» WRITTEN TASK
Exactly repeat the full listing that follows.

[Stored data]
──────────────────────────────
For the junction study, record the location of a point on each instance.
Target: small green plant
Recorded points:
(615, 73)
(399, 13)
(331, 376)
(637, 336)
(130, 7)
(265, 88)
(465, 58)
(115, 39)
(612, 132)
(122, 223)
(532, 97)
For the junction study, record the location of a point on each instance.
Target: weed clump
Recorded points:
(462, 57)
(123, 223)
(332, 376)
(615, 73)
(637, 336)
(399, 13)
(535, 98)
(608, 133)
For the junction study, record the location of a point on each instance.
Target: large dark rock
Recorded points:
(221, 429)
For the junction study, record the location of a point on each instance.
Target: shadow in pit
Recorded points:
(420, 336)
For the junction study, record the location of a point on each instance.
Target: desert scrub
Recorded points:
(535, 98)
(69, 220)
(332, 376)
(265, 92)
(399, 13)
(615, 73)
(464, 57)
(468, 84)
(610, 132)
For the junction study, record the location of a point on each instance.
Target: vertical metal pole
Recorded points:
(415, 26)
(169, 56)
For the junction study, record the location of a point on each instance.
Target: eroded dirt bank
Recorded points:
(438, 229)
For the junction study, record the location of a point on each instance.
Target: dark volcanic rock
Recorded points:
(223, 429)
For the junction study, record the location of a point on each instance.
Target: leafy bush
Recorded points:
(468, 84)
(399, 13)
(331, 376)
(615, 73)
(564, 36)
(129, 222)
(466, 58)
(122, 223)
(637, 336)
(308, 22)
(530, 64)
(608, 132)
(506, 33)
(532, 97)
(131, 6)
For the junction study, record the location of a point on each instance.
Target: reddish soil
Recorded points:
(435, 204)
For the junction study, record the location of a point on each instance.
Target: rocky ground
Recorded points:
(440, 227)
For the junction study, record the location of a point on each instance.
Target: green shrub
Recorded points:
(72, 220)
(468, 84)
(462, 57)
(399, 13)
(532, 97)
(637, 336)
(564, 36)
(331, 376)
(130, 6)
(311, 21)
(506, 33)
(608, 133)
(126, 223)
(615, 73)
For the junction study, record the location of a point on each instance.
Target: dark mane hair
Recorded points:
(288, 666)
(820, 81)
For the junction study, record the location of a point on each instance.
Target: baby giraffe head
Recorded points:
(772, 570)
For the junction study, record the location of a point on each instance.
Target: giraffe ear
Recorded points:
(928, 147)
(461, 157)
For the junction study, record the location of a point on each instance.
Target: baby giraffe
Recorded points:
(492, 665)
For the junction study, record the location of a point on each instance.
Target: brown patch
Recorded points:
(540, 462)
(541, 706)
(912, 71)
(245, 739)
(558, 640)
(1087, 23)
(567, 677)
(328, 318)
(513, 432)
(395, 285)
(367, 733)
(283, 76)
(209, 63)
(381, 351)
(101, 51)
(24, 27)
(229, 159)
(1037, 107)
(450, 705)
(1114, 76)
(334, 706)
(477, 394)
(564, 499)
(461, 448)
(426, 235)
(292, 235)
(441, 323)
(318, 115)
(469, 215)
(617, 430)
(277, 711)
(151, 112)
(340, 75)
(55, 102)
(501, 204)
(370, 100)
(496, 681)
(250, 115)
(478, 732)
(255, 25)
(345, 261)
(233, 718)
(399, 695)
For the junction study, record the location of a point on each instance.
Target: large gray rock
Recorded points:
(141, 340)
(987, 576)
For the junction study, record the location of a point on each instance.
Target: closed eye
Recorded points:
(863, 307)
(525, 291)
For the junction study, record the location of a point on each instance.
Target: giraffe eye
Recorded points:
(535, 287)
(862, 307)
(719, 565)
──────────────────────────────
» SOLUTION
For the junction study, record the location of a point on each instance.
Target: small green plant
Recorded points:
(615, 73)
(399, 13)
(331, 376)
(637, 336)
(130, 7)
(265, 88)
(465, 58)
(115, 39)
(612, 132)
(122, 223)
(532, 97)
For the junction study, record the location of a point on each instance.
Target: weed clump
Recorded points:
(462, 57)
(123, 223)
(332, 376)
(615, 73)
(637, 336)
(399, 13)
(535, 98)
(608, 133)
For the junction study, record the location of a point on each instance.
Target: large dark rock
Recorded points:
(221, 429)
For the junction study, record the location of a point on each instance.
Target: shadow in pit
Recorded points:
(420, 336)
For the junction study, record the location of a point on each instance.
Target: desert scrub
Recorded points:
(535, 98)
(69, 220)
(332, 376)
(265, 92)
(399, 13)
(615, 73)
(464, 57)
(468, 84)
(610, 132)
For the junction study, record the location of a point on each instance.
Target: vertical metal pole
Recorded points:
(415, 26)
(169, 56)
For the junction study, record the location of a point on each instance.
Target: eroded dirt bank
Recorded points:
(438, 229)
For the junction study, record the location of a point on each instance.
Target: dark volcanic rock
Recorded points:
(223, 429)
For the junction study, record the location of a point on each instance.
Target: leafy bush
Recorded points:
(468, 84)
(399, 13)
(331, 376)
(615, 73)
(564, 36)
(129, 222)
(466, 58)
(122, 223)
(637, 336)
(308, 22)
(530, 64)
(608, 132)
(506, 33)
(532, 97)
(131, 6)
For the junction study, record the location of a point on each instance.
Target: reddish soil
Recorded points:
(435, 204)
For the junction study, record the location of a point on each instance.
Target: rocky ground
Recorded points:
(440, 227)
For the junction study, record the location of a point on each instance.
Target: green shrub
Recorded points:
(72, 220)
(468, 84)
(462, 57)
(399, 13)
(532, 97)
(637, 336)
(564, 36)
(331, 376)
(130, 6)
(311, 21)
(506, 33)
(608, 133)
(126, 223)
(615, 73)
For the junction study, record the location of a point on each instance.
Target: dark mane hair
Recorded points:
(288, 666)
(820, 81)
For the junction study, record the location of a point on each instance.
Target: baby giraffe head
Recorded points:
(772, 570)
For the junction study, record the location of a point on each instance.
Target: giraffe ear
Recorded points:
(928, 147)
(461, 157)
For the junction study, record the location of a point on each instance.
Target: baby giraffe
Recorded points:
(492, 665)
For the junction study, record the location of a point on each instance.
Target: brown patch
Recorded points:
(540, 462)
(541, 706)
(912, 71)
(245, 739)
(558, 640)
(1087, 23)
(567, 677)
(328, 318)
(513, 432)
(395, 285)
(367, 733)
(283, 76)
(209, 63)
(381, 351)
(101, 51)
(24, 27)
(229, 159)
(1037, 107)
(450, 705)
(1114, 76)
(334, 706)
(477, 394)
(564, 499)
(461, 448)
(426, 235)
(292, 235)
(441, 323)
(318, 115)
(469, 215)
(617, 430)
(277, 711)
(151, 112)
(340, 75)
(55, 102)
(501, 204)
(370, 100)
(496, 681)
(250, 115)
(478, 732)
(255, 25)
(345, 261)
(233, 718)
(399, 695)
For the junction study, record the location of a point on each instance.
Target: large gray rock
Recorded points:
(141, 340)
(987, 576)
For the junction study, record the location of a point on each instance.
Target: closed eye
Recorded points:
(863, 307)
(525, 291)
For the junction study, record the location of a point on each instance.
Target: giraffe eye
Recorded points:
(535, 287)
(862, 307)
(719, 565)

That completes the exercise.